# PROBLEM TO SOLVE
Output each record verbatim, with pictures left out.

# DATA TO USE

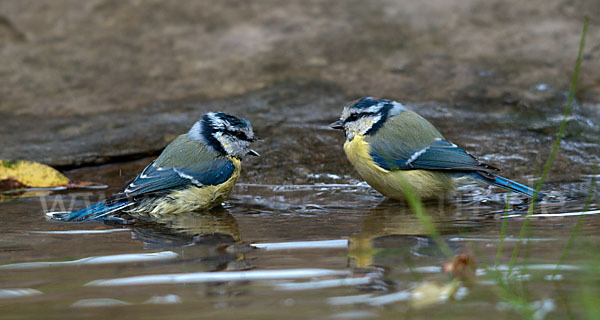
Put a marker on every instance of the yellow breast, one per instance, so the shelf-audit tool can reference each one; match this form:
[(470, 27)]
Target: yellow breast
[(193, 198), (427, 184)]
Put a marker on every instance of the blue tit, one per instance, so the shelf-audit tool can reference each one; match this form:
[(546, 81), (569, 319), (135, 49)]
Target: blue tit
[(196, 171), (390, 145)]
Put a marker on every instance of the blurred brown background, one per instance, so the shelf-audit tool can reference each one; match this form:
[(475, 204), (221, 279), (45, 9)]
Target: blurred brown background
[(86, 82)]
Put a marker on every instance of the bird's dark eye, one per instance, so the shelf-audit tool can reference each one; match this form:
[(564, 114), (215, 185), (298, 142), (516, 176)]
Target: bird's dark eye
[(353, 117), (238, 134)]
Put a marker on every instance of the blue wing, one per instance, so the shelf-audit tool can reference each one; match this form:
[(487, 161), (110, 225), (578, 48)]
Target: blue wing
[(155, 179), (444, 156), (439, 155)]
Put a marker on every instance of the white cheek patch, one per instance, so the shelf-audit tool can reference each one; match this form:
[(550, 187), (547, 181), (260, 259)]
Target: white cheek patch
[(234, 147), (360, 126)]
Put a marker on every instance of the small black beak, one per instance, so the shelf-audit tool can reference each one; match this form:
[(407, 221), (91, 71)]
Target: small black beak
[(337, 125)]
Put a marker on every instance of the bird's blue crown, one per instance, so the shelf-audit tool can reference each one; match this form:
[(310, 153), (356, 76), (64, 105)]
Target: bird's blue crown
[(224, 133)]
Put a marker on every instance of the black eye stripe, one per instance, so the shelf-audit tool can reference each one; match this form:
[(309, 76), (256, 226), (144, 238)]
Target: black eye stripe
[(238, 134), (356, 116)]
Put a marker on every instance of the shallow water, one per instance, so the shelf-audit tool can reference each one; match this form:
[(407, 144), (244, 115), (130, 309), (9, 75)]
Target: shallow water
[(329, 249)]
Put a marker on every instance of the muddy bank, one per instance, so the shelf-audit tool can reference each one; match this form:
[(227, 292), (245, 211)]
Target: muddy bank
[(100, 81)]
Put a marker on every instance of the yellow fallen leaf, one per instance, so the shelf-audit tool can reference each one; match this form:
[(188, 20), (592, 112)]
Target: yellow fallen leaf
[(31, 174), (428, 293)]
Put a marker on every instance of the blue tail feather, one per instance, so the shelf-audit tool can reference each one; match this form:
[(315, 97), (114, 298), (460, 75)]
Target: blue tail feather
[(508, 184), (95, 212)]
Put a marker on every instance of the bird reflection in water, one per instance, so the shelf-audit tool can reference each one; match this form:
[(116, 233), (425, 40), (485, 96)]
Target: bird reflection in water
[(392, 235), (213, 235)]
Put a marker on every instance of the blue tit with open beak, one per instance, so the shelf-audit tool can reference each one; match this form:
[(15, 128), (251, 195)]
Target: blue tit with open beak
[(196, 171)]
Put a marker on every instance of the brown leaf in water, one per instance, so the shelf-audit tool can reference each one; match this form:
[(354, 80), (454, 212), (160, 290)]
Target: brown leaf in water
[(462, 267)]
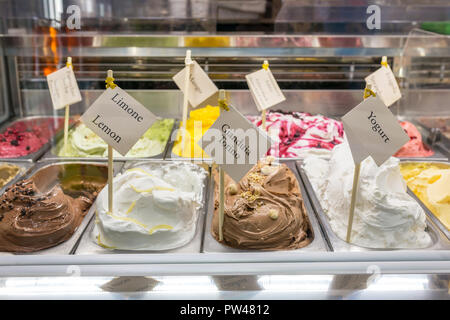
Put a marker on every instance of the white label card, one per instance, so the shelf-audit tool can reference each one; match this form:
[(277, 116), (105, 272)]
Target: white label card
[(264, 89), (63, 88), (234, 143), (385, 85), (201, 86), (118, 119), (373, 130)]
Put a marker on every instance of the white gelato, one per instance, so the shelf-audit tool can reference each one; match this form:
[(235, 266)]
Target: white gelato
[(156, 207), (385, 215)]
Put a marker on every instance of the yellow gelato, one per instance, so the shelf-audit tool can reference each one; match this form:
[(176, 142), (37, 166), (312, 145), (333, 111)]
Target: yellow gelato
[(431, 184), (198, 123)]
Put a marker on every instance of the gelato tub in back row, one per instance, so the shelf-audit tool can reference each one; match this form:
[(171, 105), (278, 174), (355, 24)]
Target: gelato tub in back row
[(415, 147), (199, 121), (83, 142), (430, 182), (27, 136), (386, 216), (298, 134)]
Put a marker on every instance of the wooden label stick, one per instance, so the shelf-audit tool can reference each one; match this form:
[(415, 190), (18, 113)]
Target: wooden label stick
[(367, 93), (353, 201), (110, 84), (221, 202), (188, 64), (265, 66), (223, 104)]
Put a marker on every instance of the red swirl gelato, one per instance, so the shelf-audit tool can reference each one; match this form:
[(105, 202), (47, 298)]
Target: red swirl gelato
[(415, 147)]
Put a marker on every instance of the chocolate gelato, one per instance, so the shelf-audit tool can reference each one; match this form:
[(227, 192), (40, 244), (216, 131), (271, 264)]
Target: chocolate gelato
[(264, 210), (7, 173), (36, 216)]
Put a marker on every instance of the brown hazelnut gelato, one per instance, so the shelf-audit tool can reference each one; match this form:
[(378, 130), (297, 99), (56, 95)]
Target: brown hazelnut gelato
[(7, 173), (32, 220), (266, 212)]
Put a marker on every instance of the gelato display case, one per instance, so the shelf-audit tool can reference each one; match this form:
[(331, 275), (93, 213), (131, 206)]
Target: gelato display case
[(284, 223)]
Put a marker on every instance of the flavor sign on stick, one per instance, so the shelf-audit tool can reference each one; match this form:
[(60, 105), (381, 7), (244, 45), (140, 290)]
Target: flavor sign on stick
[(384, 84), (235, 144), (372, 130), (119, 119), (64, 91), (265, 90), (196, 86)]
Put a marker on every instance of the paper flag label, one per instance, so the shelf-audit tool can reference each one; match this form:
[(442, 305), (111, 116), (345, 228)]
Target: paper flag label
[(201, 86), (118, 119), (264, 89), (373, 130), (63, 88), (234, 143), (384, 84)]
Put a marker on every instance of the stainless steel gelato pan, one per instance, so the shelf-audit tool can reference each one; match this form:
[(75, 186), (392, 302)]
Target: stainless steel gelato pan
[(88, 244), (339, 245), (211, 245), (72, 177)]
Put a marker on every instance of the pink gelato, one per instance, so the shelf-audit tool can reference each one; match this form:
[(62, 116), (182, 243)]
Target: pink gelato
[(415, 147), (27, 136), (297, 133)]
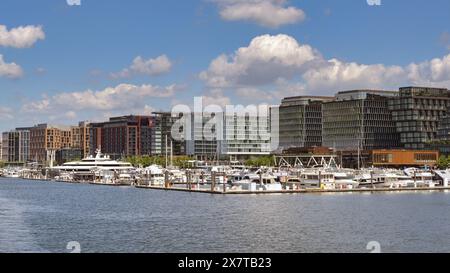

# SOLUTION FOR THIS PROBLEM
Put a marker on every instance of the yellow breast, one per instance, so the shelf-audit tool can reference each one; match this form:
[(470, 27)]
Target: yellow breast
[(193, 198), (427, 184)]
Put a marker on every instance of the blue tit, one per instance, so the shelf-audit tool can reference each one; match this form:
[(546, 81), (569, 319), (135, 49)]
Target: blue tit
[(196, 171), (390, 145)]
Put a marker on every instance of the blurred brown background, one per instance, so the shelf-audit tool can reference each one; match this form:
[(475, 204), (221, 279), (45, 9)]
Target: blurred brown background
[(86, 82)]
Put a marker on every instance of the bird's dark eye, one per instance, so the shelf-audit tool can reference each one; match this form:
[(564, 114), (215, 185), (298, 142), (516, 176)]
Target: bird's dark eye
[(353, 117), (238, 134)]
Put a marker on every instance of the blue wing, one per instance, so the shelf-audit tool can reference each one; match this form:
[(487, 161), (110, 225), (578, 48)]
Target: blue wing
[(155, 179), (444, 156), (439, 155)]
Put a marker on every instance of the white cheek patch, one per instance, so the shelf-audit tool can reference each one; match this form:
[(550, 187), (547, 181), (260, 259)]
Target: white cheek patch
[(234, 147), (360, 126)]
Put a marker on every instance of the small black beak, one per instance, so the shelf-audit tool can reference each one; match this form:
[(407, 221), (91, 71)]
Target: small black beak
[(337, 125)]
Put a marker on every instance of the bird's blue crown, one per instance, so the shelf-audit tool can reference each one; match this form:
[(310, 153), (356, 76), (64, 105)]
Target: bird's blue crown
[(224, 133)]
Put a marker on every instance of the black eye stripe, one per instance, so the shelf-audit tool can reference each one; match this form:
[(309, 76), (256, 226), (144, 238)]
Target: black eye stripe
[(238, 134), (356, 116)]
Put a marker on every instance of the shallow water, one per instance, so the shelf-audit tool can reference each one; match this form:
[(407, 144), (244, 115), (130, 309), (9, 75)]
Target: shallow water
[(329, 249)]
Put a marker on every instance of the muddy bank, one per instance, so the shelf-audit tool can reference each one; match this form:
[(227, 292), (245, 211)]
Target: muddy bank
[(100, 81)]
Put a marker on every instance of the yellow fallen leaf, one per instance, so the shelf-audit tool can reference each one; match this form:
[(188, 20), (592, 112)]
Target: yellow fallen leaf
[(31, 174), (428, 293)]
Put a marker on every instance of the blue tail feather, one per instance, so the shelf-audit tool can reference each one; match this form:
[(315, 97), (114, 298), (460, 75)]
Target: blue tail feather
[(508, 184), (95, 212)]
Put a marker on every instance of the bird reflection in water, one per instance, so the shelf-audit tool can reference each one; match this form:
[(116, 233), (425, 40), (485, 96)]
Target: bird reflection in water
[(392, 235), (213, 235)]
Put a marker on every instance of the blue tit with open beak, one per instance, so the shelf-audit tool can reference each one; match this form:
[(15, 128), (251, 195)]
Target: blue tit with open beak
[(196, 171)]
Put a marker on every instance of the brown leaf in water, one per instance, so the shelf-audit tool can reference each one; match this form:
[(354, 80), (454, 212), (160, 290)]
Target: brown leaf in water
[(462, 267)]
Put a marker on every instance of the white label card, one per instance, so the shelf-audit tool can reference each one; match this form:
[(277, 116), (105, 272)]
Target: white label card
[(264, 89), (63, 88), (234, 143), (385, 85), (201, 86), (118, 119), (373, 130)]
Put a marker on every instance of the white gelato, one per instance, so the shelf-audit tool can reference each one; match this form:
[(235, 266)]
Target: white gelato
[(156, 207), (385, 215)]
Put a marker on every instance of the yellow gelato, one per instance, so the shelf-audit tool can reference each one; match this form:
[(176, 142), (37, 166), (312, 145), (333, 111)]
Target: yellow gelato
[(431, 184), (198, 123)]
Put a marker on every instance of the gelato tub in back row, one per instance, so the shelf-audit tool can reference each one; match this form:
[(171, 105), (278, 174), (355, 24)]
Target: gelato tub in back row
[(415, 147), (199, 121), (83, 142), (430, 182), (27, 136), (386, 216), (298, 134)]
Put a marker on every instance of the wooden label stick, one per instance, so the shelf-audit tool can reference each one; match this form:
[(415, 190), (18, 113)]
Target: wooden label stick
[(367, 93), (353, 201), (110, 84), (221, 202), (188, 64), (265, 66), (223, 104)]
Put a marker on every instance of the red swirl gelato, one per instance, so the shelf-audit tool can reference each one; match this form:
[(105, 202), (47, 298)]
Target: red swirl gelato
[(415, 147)]
Put a marker on every instance of the chocolate gelato, one per instance, so the shelf-audit tool can reference each one; match this form:
[(227, 192), (40, 244), (216, 131), (271, 264)]
Target: chocolate gelato
[(264, 210), (7, 173), (36, 216)]
Put a marker on every instance of the brown hazelnut gelato, one per instance, so the shelf-audit tool can reference each one; match this form:
[(378, 130), (297, 99), (56, 95)]
Target: brown hazelnut gelato
[(7, 173), (32, 220), (266, 212)]
Put a marker on every instance of the gelato display case, one per instance, so the shelf-audit tool can reference each one; match this form:
[(331, 275), (93, 213), (131, 206)]
Target: gelato display case
[(284, 223)]
Put a marker on every instance of the flavor sign on stick, one per instance, so the shelf-audit tool can reference each one; match this form:
[(60, 105), (381, 7), (244, 45), (140, 290)]
Target: flavor sign on stick
[(384, 84), (235, 144), (372, 130), (119, 119), (64, 91), (265, 90), (196, 86)]
Put a marker on every instance of the paper flag label, one per instance, so the shelf-audit tool can reference each one; match this form:
[(442, 305), (111, 116), (345, 228)]
Target: paper flag label
[(201, 86), (118, 119), (264, 89), (373, 130), (63, 88), (234, 143), (384, 84)]
Put a marker on every instance of the stainless steel gelato pan, one per instance, so the shelf-audit tool can reference each one; match this form:
[(75, 186), (392, 302)]
Target: stainless steel gelato pan
[(88, 244), (339, 245), (211, 245), (72, 177)]
Put a marker on every instance of the pink gelato, one per instance, so the shelf-audit tool can reference each one; match this form:
[(62, 116), (182, 243)]
Target: pink gelato
[(415, 147), (27, 136), (297, 133)]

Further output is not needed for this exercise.